### Provided text
BEGIN

The pill is composed of materials that our bodies make - bile acids - which means that the medium of delivery has therapeutic effects that work with the loaded agent to reinstate normal metabolism in the short term and restore immune competence in the longer term.
Better treatments for Type 2 Diabetes?
Most of us in our lifetime will suffer from kidney stones; the goto treatment to get rid of them is ultrasound treatment to break those stones down so they can be passed out of the body. Yes, you guessed it, ultrasound, albeit a more refined version, is one of the latest treatments being trialed for type 2 diabetes.
"We have shown that ultrasound can be used to prevent or reverse diabetes in these preclinical studies," Christopher Puleo from GE Research said in a company press release.
The treatment uses a novel, non-invasive stimulation technique that uses ultrasound to stimulate specific neural pathways within organs that are associated with the disease. The article was published in Nature Biomedical Engineering.
It's a treatment rather than a cure.
Nitric Oxide Therapy - A New Treatment for Type 2 Diabetes.
A sustained release of nitric oxide is a new treatment being tested at the University of Alabama in Birmingham, USA.
Nitric Oxide is an important gaseous signaling chemical whose most important function in the body is relaxing the inner muscles of blood vessels. Herein lies its beneficial effect with regards to type 2 diabetes.
The researchers saw increased phosphorylation of the enzyme hormone-sensitive lipase and a reduction in the size of fat cells in epididymal white adipose tissue, or eWAT. Increased lipolysis may explain the reduced body weight. Said Jeonga Kim, Ph.D., leader of the UAB study.
“The strategy of reducing body weight by the local delivery of nitric oxide may be a novel, efficient and safe way to prevent and treat multiple metabolic diseases.”
New Drug - Tirzepatide
Lastly for this edition of diabetes Update is a new drug being trialed for type 2 diabetes, and as a weight-loss drug, it has shown an impressive ability to cause weight loss by mimicking the effects of natural hormones called incretins. Tirzepatide, developed by American pharmaceutical company Eli Lilly and Company (Lilly), is a once-weekly injection under the skin that lowers blood sugar after eating and regulates digestive and metabolic processes.
Tirzepatide is sold as “Mounjaro” in the United States, was only approved by the FDA for type 2 diabetes treatment in May 2022. The drug is a synthetic combination of two particular incretins, called GLP-1 (glucagon-like peptide-1) and GIP (glucose-dependent insulinotropic polypeptide).
The difference in weight loss achieved between the drug recipients and the control group was huge. On the highest dose (15 mg), participants saw average weight reductions of 22.5 percent of their body weight (24 kg or 52 lb), while the 10 mg dose achieved 21.4 percent weight loss (22 kg or 49 lb), and 5 mg saw a 16 percent body weight reduction (16 kg or 35 lb).
New Drug - ATR-258
A new drug called ATR-258 works by directly moving sugar from blood into muscles, bypassing the bodies reliance on Insulin for blood glucose control.
The drug was developed in Sweden and is currently being trialled in patients in Sweden and is the first medication to work by directly moving sugar from the blood and into the muscle. The drug was developed by Atrogi, a company founded by Tore Bengtsson, a physiology professor at Stockholm University.
Studies in rats showed ATR-258 lowers blood glucose to healthy levels and boosts insulin sensitivity — reducing the amount required. The current human trial has 80 subjects, we await the results with interest.
Prevention of type 2 diabetes through education and dietary management is the most effective option for society. Raising awareness of conditions like obesity, high blood pressure, and high blood glucose individually reduces the risk of getting type 2 diabetes.
For those with a legacy of type 2 diabetes, the research mentioned above is exciting, offering real hope for a diagnosis reversal five years from now.
Simply living a healthy lifestyle, using an advanced diabetes food tracker, and having regular exercise is the best way to avoid, treat and even reverse diabetes.

END

### Record extracts

BEGIN

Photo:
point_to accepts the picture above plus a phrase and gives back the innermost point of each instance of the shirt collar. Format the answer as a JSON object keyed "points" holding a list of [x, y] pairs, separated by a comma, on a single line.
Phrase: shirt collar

END
BEGIN

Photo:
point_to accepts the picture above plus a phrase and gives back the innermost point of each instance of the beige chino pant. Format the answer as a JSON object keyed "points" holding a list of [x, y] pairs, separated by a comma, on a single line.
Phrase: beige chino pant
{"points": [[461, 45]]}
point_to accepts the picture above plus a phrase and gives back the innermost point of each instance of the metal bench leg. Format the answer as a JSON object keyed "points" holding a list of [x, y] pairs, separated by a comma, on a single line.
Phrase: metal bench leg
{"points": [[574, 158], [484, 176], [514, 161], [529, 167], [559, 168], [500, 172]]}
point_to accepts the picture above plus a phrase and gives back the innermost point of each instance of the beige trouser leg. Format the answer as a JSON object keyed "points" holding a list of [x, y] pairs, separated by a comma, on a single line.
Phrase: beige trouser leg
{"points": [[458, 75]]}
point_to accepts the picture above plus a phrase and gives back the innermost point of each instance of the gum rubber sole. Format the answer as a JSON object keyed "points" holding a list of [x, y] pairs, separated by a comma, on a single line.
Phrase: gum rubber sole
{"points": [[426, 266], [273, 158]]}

END

### Required actions
1. Summarize the text on new type 2 diabetes treatments in two sentences.
2. From the text on new type 2 diabetes treatments, reproduce word for word the stretch from "Nitric Oxide is an" through "to type 2 diabetes.".
The records are not needed for any of this work.

### Results for the exercise
1. The text describes treatments being trialed for type 2 diabetes: ultrasound stimulation of specific neural pathways, sustained release of nitric oxide, the once-weekly injection tirzepatide (which produced large weight losses), and ATR-258 (which moves sugar directly from the blood into muscle). It also states that prevention through education and dietary management is the most effective option for society, and that a healthy lifestyle with regular exercise is the best way to avoid, treat and even reverse diabetes.

2.
Nitric Oxide is an important gaseous signaling chemical whose most important function in the body is relaxing the inner muscles of blood vessels. Herein lies its beneficial effect with regards to type 2 diabetes.